WORK TO DO:
**a.** In the Albert J. Clarke biography, what is the Clarke home place planted to?
**b.** Extend the Albert J. Clarke biography past its final sentence.

TEXT:
════════
Sutter County
Biographies
ALBERT J. CLARKE
The Clarke home place lies three miles west of Yuba City and consists of eighteen and a half acres, highly developed to an orchard of cling peaches. Al Clarke, as he is familiarly known by all of his friends, was born at Brockville, Ontario, Canada, April 2, 1865. He is a son of Sylvester J. and Jane (Bowen) Clarke, natives respectively of Vermont and the North of Ireland. The father was a printer, and was employed on a paper in Syracuse, N. Y., when he enlisted in a New York cavalry regiment for service in the Civil War. At the siege of Richmond, just before the close of the war, he was hit by a shell and killed. The mother, Jane (Bowen) Clarke, was reared in England and came to Canada with relatives. In 1868 she brought her little son Albert to California, coming via Panama direct to Marysville, where she had two brothers and a sister living, and where she resided for many years. She then moved to San Rafael, where she died in 1912, at the age of eighty-two years.
════════
ENTRIES:
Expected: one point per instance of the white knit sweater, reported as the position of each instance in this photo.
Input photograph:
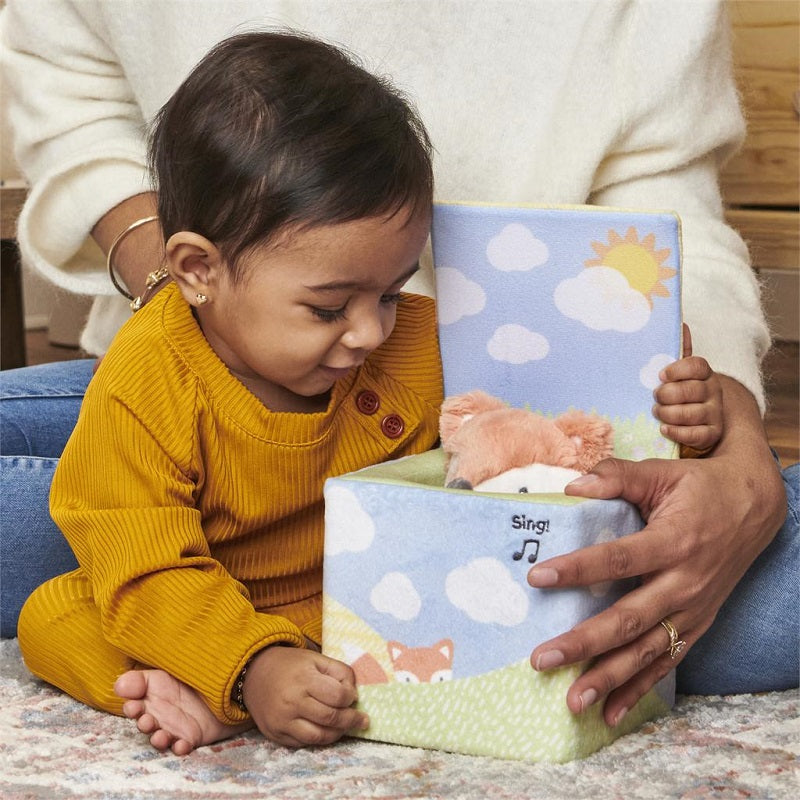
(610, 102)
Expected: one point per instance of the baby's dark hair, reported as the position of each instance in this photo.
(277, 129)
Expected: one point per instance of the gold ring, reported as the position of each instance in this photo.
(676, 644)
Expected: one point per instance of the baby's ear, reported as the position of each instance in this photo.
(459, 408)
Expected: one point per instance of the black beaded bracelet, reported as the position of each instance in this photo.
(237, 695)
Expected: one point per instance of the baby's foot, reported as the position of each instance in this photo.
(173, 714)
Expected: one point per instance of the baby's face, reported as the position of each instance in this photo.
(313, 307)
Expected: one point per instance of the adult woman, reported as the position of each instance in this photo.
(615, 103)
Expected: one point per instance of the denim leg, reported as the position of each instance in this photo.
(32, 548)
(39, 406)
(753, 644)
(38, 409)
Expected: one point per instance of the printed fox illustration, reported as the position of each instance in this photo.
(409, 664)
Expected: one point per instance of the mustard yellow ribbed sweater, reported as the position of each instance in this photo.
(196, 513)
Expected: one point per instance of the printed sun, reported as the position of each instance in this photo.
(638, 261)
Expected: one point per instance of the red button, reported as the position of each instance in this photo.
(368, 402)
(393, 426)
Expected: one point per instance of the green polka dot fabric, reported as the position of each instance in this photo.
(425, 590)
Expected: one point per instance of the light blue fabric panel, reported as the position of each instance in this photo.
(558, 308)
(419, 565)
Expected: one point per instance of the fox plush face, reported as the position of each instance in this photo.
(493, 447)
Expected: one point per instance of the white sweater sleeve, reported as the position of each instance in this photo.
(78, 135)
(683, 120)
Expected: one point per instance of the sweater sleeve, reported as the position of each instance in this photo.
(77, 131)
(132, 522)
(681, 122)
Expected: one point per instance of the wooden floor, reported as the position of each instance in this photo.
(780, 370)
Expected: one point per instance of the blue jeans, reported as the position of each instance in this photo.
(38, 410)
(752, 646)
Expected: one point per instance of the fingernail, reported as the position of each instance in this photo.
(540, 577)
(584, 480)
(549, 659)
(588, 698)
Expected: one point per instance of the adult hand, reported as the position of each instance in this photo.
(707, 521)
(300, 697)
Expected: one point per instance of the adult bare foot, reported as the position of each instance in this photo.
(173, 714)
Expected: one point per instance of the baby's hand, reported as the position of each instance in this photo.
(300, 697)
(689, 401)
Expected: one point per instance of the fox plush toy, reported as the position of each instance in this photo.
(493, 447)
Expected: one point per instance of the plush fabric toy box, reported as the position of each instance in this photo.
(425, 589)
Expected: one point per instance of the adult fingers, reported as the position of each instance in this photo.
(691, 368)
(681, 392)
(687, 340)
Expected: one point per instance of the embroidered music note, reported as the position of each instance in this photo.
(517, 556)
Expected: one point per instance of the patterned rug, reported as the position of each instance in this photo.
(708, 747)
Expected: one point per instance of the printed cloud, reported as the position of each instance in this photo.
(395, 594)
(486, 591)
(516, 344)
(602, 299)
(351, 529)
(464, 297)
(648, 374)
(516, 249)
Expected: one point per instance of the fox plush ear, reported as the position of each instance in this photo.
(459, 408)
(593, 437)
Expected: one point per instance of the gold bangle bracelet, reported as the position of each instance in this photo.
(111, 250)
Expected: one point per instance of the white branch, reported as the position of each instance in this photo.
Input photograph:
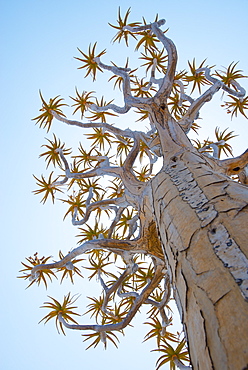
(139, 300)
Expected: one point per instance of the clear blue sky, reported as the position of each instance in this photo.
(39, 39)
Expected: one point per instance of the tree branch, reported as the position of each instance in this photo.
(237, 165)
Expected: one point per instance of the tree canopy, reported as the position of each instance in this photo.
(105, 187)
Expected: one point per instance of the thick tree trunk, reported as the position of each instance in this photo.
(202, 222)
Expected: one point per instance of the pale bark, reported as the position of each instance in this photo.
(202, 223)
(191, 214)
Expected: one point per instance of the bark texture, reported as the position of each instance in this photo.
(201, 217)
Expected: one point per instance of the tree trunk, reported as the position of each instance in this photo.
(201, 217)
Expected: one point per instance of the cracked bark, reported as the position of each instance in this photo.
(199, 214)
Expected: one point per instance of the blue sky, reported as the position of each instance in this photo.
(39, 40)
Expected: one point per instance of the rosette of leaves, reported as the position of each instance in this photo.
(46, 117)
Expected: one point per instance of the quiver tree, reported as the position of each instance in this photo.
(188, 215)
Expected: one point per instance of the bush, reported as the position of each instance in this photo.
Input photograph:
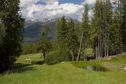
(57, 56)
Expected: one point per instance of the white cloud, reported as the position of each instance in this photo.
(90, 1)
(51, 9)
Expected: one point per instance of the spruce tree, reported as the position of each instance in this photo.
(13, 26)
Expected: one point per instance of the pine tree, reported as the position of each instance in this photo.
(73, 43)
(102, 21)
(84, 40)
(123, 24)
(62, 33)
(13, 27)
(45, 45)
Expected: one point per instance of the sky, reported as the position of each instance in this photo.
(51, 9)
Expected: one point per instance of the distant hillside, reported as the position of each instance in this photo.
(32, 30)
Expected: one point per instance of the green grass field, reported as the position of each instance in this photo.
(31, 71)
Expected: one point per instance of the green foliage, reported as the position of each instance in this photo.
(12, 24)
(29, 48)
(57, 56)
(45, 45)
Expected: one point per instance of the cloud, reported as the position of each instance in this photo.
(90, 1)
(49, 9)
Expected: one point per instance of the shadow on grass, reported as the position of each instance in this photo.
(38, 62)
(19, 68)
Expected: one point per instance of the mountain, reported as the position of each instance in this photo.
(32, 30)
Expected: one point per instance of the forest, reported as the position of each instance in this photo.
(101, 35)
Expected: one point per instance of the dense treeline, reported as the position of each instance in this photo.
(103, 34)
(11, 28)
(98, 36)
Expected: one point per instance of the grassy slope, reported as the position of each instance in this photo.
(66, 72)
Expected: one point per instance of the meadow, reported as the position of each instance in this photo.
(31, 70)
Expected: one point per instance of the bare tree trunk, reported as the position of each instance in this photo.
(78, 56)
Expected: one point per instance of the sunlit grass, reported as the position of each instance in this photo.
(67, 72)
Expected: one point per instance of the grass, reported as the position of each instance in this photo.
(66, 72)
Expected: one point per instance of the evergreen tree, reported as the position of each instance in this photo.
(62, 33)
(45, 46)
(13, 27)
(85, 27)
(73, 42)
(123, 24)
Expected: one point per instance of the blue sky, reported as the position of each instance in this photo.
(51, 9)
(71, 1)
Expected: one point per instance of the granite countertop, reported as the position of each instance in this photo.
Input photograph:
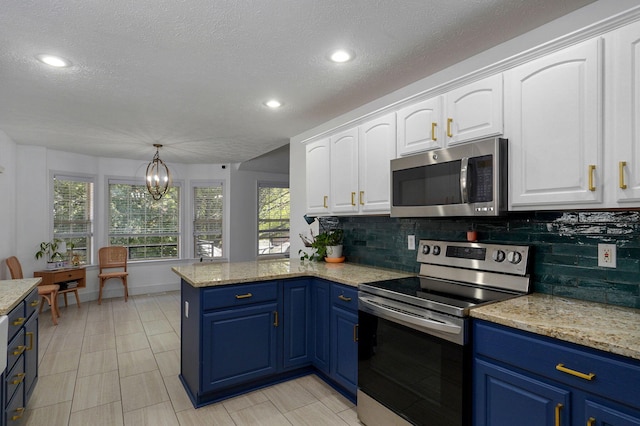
════════
WRITTEN RESPONSES:
**a.** An orchard of cling peaches.

**b.**
Al Clarke attended public school in Marysville until about fifteen years old, when he was forced to go to work. He became an apprentice to learn the plumber’s trade with White, Colley & Cutts, and for a number of years worked as a journeyman plumber in Yuba County. From 1907 to 1911, Mr. Clarke spent some time in the following cities: San Francisco, Fresno, Modesto, Porterville, and San Rafael. On his return to Marysville in 1911, he entered the employ of the Lindon Hardware Company, with whom he continued until he established a plumbing shop with Fred Day as a partner. He continued in the business until 1916, when he sold out his interest to Mr. Day. In 1913 he had purchased his present home place at Tierra Buena, which was newly set to orchard. Since then he has set it all to Phillips and Tuscan cling peaches.
Mr. Clarke’s marriage in 1900, in Marysville, united him with Miss Gertrude Raphael, a native of Stockton, Cal.; and they are the parents of one son, Albert J., Jr. For the past twenty years Mr. Clarke has been identified with the Maccabees of Marysville. In politics he has always been liberal and progressive. Mr. Clarke was at one time a member of the city board of health. He was also a member of the old Marysville Cadets.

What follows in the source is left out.